▸ 练习题目
1. 把Redshift性能测试页面中的这句话译成英文:"在执行第一次SQL查询时,Redshift会进行编译,然后将编译好的命令发送到计算节点。"
2. 根据Redshift性能测试页面,记录SQL执行时间时应采用第几次执行的时间?
3. 从Redshift性能测试页面停下的地方接着写下去。

▸ 页面正文
%%

测试优化前性能

本节我们将从三个维度测试集群的性能:

  1. 从S3导入redshift加载时间,上一节已完成
  2. 几张表的磁盘占用空间
  3. 查询语句性能

我们将把这三个测试的数据记录到以下表格:

Benchmark 优化前 优化后
Load time (lineorder) 15m 23s
Storage Use
LINEORDER
PART
CUSTOMER
DWDATE
SUPPLIER
Total storage
Query execution time
Query 1
Query 2
Query 3
Total execution time

磁盘占用空间的统计

统计每张表占用了多少MB:

select stv_tbl_perm.name as table, count(*) as mb
from stv_blocklist, stv_tbl_perm
where stv_blocklist.tbl = stv_tbl_perm.id
and stv_blocklist.slice = stv_tbl_perm.slice
and stv_tbl_perm.name in ('lineorder','part','customer','dwdate','supplier')
group by stv_tbl_perm.name
order by 1 asc;

结果:

image-20221104202033063

将结果记录到表格:

Benchmark 优化前 优化后
Load time (lineorder) 15m 23s
Storage Use(MB)
LINEORDER 25136
PART 88
CUSTOMER 192
DWDATE 40
SUPPLIER 76
Total storage
Query execution time
Query 1
Query 2
Query 3
Total execution time

测试查询性能

在执行第一次SQL查询时,Redshift会进行编译,然后将编译好的命令发送到计算节点。所以,在记录SQL的执行时间时,不应该使用第一次的执行时间,要记录第二次的执行时间。

为了减少查询的执行时间,redshift会将结果缓存到leader node,第二次执行相同的查询会命中缓存(前面介绍过这个特性)

所以要将先缓存禁掉:

set enable_result_cache_for_session to off;

执行下面三条命令:

-- Query 1
-- Restrictions on only one dimension.

%%

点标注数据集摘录
%%

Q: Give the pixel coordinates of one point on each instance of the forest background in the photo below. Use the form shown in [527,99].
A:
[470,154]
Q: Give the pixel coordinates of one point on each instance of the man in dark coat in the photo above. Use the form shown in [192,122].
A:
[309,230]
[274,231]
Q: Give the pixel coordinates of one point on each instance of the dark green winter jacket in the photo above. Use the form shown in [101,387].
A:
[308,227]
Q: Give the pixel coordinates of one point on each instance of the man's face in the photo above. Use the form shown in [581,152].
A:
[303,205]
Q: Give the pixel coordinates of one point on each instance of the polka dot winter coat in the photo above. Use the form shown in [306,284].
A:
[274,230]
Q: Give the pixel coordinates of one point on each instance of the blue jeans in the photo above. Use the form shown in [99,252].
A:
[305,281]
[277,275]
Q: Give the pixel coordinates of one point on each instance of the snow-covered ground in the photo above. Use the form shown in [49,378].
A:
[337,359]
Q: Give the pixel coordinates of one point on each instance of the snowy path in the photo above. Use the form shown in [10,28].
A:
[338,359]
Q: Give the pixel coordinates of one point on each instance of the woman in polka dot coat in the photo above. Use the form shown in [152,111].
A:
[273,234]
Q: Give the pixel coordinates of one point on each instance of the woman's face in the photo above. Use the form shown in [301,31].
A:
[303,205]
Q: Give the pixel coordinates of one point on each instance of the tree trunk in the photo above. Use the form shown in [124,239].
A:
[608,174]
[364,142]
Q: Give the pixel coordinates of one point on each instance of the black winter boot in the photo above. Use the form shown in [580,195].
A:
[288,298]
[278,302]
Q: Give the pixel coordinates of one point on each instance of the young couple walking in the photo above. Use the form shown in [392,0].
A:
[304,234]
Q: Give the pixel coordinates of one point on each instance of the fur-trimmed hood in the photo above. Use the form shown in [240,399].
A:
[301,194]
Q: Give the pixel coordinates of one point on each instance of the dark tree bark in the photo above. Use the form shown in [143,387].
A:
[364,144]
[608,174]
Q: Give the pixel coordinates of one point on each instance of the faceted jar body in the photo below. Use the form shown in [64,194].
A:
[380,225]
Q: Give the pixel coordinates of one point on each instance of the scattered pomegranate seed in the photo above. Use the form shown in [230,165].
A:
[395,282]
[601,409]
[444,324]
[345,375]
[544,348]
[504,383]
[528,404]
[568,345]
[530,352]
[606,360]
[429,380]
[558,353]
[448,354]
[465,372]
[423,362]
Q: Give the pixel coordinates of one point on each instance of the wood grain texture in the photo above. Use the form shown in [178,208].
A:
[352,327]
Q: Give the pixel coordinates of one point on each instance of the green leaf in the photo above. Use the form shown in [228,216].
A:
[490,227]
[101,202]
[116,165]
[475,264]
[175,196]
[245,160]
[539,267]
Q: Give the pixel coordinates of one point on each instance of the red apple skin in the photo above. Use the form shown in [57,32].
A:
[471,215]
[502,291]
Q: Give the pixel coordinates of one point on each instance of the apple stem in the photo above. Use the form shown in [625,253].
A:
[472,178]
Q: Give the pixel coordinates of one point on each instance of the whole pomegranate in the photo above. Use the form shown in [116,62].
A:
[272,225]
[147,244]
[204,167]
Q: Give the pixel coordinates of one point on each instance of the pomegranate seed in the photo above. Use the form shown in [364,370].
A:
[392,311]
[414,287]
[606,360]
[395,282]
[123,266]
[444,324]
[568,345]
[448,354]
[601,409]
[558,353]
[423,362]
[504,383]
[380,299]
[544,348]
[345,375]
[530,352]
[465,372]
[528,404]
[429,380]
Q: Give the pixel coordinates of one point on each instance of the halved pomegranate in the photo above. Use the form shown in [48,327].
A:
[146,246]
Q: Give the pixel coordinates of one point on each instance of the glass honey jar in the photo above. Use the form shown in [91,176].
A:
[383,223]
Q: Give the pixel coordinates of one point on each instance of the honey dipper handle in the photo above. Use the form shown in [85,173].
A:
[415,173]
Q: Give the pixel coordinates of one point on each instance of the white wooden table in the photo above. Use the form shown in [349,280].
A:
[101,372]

%%

▸ 参考答案
1. When the first SQL query is executed, Redshift compiles it and then sends the compiled commands to the compute nodes.

2. 应记录第二次的执行时间。

3.
select sum(lo_extendedprice*lo_discount) as revenue
from lineorder, dwdate
where lo_orderdate = d_datekey
and d_year = 1997 
and lo_discount between 1 and 3 
and lo_quantity < 24;

-- Query 2
-- Restrictions on two dimensions 

select sum(lo_revenue), d_year, p_brand1
from lineorder, dwdate, part, supplier
where lo_orderdate = d_datekey
and lo_partkey = p_partkey
and lo_suppkey = s_suppkey
and p_category = 'MFGR#12'
and s_region = 'AMERICA'
group by d_year, p_brand1
order by d_year, p_brand1;

-- Query 3
-- Drill down in time to just one month 

select c_city, s_city, d_year, sum(lo_revenue) as revenue 
from customer, lineorder, supplier, dwdate
where lo_custkey = c_custkey
and lo_suppkey = s_suppkey
and lo_orderdate = d_datekey
and (c_city='UNITED KI1' or
c_city='UNITED KI5')
and (s_city='UNITED KI1' or
s_city='UNITED KI5')
and d_yearmonth = 'Dec1997'
group by c_city, s_city, d_year
order by d_year asc, revenue desc;

分别记录它们的查询时间:

Benchmark 优化前 优化后
Load time (lineorder) 15m 23s
Storage Use(MB)
LINEORDER 25136
PART 88
CUSTOMER 192
DWDATE 40
SUPPLIER 76
Total storage 25532
Query execution time(ms)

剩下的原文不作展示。